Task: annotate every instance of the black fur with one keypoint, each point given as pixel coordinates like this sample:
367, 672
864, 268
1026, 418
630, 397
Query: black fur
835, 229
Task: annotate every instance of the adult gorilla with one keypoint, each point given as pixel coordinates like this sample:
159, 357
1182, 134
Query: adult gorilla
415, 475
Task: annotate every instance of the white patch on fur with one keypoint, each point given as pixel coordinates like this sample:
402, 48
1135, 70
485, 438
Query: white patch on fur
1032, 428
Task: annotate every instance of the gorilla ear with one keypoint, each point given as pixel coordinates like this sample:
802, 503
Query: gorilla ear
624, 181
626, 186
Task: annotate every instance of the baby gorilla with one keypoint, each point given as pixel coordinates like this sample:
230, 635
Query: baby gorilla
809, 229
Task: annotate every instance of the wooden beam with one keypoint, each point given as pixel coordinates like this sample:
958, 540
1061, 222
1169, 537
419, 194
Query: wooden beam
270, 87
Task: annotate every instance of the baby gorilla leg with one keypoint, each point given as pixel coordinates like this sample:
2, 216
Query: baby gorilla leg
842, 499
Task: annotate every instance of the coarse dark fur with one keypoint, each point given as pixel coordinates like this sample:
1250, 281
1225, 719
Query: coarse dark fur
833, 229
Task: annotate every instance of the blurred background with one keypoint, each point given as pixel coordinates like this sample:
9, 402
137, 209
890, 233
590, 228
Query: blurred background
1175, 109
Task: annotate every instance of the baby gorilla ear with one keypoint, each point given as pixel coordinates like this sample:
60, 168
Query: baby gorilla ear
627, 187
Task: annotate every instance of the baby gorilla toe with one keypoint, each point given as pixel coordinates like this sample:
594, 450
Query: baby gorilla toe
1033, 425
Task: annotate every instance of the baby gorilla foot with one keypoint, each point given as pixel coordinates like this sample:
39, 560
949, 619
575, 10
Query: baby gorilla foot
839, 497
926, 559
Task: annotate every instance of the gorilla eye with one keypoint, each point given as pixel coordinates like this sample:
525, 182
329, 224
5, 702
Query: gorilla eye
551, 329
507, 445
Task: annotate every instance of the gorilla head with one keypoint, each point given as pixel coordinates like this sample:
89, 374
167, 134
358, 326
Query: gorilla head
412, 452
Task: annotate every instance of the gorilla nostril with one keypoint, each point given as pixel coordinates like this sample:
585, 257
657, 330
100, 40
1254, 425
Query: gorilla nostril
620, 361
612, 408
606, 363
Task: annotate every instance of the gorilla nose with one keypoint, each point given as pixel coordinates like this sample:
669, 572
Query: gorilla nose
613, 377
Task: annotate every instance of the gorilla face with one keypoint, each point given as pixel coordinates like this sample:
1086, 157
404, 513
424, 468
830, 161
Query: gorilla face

• _DIRECTIONS FOR THIS TASK_:
Return solely the number of lines in the data that include the word "face".

• _WRITTEN RESPONSE_:
2